_The request_
Turn the lines from the one containing "the white trim." through the one containing "54;51;74;130", inclusive, into a numbered list, leaving out blank lines.

_Materials provided_
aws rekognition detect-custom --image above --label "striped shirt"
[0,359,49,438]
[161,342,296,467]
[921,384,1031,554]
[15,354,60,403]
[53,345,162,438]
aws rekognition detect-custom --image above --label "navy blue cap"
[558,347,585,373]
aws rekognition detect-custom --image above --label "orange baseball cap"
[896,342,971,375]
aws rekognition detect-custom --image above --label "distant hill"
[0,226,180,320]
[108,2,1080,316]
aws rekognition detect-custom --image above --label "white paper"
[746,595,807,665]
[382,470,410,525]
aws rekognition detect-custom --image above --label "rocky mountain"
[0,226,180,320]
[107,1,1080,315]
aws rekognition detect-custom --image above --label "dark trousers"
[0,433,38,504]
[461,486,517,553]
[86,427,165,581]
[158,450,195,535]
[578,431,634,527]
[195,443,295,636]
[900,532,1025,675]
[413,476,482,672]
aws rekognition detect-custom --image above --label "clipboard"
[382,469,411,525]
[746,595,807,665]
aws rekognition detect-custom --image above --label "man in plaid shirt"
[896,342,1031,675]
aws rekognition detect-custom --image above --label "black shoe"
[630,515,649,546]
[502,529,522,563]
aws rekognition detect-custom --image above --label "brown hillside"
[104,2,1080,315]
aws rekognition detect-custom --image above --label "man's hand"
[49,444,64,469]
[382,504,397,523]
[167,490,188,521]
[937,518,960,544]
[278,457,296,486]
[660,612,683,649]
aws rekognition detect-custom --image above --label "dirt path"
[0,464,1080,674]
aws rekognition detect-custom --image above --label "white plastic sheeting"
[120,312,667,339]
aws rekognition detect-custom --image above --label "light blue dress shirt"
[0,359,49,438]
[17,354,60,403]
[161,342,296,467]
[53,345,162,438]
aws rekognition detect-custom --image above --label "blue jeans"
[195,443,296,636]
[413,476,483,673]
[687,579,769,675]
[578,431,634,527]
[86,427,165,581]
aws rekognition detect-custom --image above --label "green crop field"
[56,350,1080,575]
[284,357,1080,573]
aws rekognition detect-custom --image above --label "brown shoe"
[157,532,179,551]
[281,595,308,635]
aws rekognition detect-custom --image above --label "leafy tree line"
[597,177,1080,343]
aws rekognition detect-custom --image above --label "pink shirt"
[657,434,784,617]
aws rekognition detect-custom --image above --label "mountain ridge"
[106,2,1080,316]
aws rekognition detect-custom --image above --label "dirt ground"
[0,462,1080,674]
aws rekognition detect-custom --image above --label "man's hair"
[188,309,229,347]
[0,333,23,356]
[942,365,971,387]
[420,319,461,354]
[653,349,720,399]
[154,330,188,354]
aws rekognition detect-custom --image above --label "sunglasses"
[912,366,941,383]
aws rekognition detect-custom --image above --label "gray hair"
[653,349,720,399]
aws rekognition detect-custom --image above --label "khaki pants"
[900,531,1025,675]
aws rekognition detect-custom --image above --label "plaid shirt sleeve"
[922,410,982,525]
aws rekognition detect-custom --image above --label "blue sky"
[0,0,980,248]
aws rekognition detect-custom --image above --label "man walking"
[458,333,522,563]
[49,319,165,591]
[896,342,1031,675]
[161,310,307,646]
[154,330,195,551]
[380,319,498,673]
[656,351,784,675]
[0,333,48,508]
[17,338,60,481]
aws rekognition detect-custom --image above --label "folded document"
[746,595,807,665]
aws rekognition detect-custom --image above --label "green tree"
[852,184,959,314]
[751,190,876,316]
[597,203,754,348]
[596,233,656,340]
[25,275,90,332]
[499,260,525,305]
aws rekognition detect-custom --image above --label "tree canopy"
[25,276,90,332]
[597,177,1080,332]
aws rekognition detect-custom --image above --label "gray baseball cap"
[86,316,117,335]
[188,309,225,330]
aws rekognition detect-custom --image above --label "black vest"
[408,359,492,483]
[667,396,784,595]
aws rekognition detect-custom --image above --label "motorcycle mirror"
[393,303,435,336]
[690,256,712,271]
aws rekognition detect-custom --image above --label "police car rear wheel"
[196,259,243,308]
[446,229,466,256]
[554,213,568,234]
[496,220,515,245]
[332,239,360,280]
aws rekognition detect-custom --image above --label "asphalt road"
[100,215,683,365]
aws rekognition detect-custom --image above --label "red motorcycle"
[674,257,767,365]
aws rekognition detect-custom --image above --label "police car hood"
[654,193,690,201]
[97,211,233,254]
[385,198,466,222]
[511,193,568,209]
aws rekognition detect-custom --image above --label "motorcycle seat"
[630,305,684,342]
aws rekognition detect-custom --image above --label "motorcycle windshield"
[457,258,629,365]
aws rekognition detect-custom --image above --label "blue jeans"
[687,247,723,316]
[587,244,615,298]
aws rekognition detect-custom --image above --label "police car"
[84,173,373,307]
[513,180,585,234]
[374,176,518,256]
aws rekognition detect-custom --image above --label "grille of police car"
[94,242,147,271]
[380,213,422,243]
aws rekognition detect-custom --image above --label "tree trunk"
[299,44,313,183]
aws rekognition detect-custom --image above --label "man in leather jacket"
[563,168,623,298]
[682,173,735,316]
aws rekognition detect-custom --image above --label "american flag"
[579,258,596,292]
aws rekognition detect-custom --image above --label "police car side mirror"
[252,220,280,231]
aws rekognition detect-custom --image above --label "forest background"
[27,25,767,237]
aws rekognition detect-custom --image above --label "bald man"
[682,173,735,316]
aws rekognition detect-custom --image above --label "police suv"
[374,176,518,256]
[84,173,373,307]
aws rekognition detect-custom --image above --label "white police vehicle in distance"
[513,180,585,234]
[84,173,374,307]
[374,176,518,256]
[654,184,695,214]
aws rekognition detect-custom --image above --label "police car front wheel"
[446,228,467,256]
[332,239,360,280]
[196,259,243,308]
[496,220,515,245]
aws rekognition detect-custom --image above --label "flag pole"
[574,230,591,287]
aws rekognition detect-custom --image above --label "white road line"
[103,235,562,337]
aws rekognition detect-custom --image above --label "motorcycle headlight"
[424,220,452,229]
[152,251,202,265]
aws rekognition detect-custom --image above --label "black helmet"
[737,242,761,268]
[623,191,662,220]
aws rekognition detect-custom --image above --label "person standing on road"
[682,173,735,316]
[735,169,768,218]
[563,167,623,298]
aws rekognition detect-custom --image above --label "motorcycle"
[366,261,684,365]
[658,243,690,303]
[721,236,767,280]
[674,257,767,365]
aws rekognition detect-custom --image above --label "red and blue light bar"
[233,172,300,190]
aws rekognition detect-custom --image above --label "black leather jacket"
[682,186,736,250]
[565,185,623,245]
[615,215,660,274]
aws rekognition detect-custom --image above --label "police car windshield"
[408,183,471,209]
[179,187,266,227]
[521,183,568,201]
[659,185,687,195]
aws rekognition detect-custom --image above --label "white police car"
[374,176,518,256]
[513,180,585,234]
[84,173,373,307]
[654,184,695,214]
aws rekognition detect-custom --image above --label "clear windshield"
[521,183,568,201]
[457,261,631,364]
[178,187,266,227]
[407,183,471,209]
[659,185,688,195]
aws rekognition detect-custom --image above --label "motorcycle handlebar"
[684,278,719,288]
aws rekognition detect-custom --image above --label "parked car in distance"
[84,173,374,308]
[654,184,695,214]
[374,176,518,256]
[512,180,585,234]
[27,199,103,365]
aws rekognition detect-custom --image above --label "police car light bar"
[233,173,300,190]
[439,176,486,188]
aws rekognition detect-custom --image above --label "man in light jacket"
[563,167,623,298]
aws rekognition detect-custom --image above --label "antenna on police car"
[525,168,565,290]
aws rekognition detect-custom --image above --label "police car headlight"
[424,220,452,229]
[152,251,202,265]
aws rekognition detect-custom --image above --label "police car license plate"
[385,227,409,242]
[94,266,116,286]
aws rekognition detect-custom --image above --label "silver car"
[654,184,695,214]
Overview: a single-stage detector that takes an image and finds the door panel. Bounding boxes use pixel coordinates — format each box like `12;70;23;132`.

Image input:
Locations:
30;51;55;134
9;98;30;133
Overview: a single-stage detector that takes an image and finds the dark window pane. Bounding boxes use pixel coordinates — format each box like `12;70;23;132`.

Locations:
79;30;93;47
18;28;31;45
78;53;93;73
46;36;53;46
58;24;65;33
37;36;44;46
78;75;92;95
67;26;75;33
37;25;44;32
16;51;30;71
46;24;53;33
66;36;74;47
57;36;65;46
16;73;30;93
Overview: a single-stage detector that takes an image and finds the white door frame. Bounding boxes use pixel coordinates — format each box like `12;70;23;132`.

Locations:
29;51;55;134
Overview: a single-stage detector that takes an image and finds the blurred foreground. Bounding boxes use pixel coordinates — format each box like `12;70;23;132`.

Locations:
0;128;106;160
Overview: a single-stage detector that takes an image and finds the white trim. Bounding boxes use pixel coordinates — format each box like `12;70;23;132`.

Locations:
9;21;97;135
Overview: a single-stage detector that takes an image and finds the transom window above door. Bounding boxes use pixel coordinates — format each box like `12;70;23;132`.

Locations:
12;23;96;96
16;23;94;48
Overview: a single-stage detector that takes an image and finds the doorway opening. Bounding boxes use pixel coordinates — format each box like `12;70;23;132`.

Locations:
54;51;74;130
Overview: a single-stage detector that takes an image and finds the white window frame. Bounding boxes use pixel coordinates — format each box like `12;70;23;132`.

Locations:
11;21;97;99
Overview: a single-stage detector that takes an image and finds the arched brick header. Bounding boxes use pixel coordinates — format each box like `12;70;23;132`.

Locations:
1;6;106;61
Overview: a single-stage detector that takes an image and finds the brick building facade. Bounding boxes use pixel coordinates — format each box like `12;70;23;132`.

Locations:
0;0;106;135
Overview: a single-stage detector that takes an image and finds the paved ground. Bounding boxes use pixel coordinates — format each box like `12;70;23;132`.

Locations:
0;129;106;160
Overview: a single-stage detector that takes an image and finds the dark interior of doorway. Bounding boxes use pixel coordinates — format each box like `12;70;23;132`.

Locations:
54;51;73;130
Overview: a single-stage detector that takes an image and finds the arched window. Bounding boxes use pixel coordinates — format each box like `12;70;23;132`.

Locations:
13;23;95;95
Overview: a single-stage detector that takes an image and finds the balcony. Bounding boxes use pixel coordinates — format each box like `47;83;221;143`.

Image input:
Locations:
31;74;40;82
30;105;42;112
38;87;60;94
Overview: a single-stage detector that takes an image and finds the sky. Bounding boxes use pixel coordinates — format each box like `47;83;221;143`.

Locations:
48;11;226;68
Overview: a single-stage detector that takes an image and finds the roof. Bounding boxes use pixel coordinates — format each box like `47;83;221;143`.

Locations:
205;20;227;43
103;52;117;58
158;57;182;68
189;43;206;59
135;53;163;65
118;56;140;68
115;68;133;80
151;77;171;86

_Solution_
1. Overview: a single-stage detector that takes an image and finds the white trim. Bounding boxes use pixel coordinates — format each box like `12;70;23;132`.
2. Locations:
3. 9;21;97;135
4. Overview: a single-stage detector that takes an image and finds the transom window above door. Bounding boxes use pixel coordinates — format each box like `12;70;23;132`.
5. Locations:
6. 12;23;96;96
7. 16;23;94;48
8. Overview: a single-stage detector that takes an image and finds the doorway opening. Bounding boxes use pixel coordinates — format each box like `12;70;23;132`.
9. Locations:
10. 54;51;74;130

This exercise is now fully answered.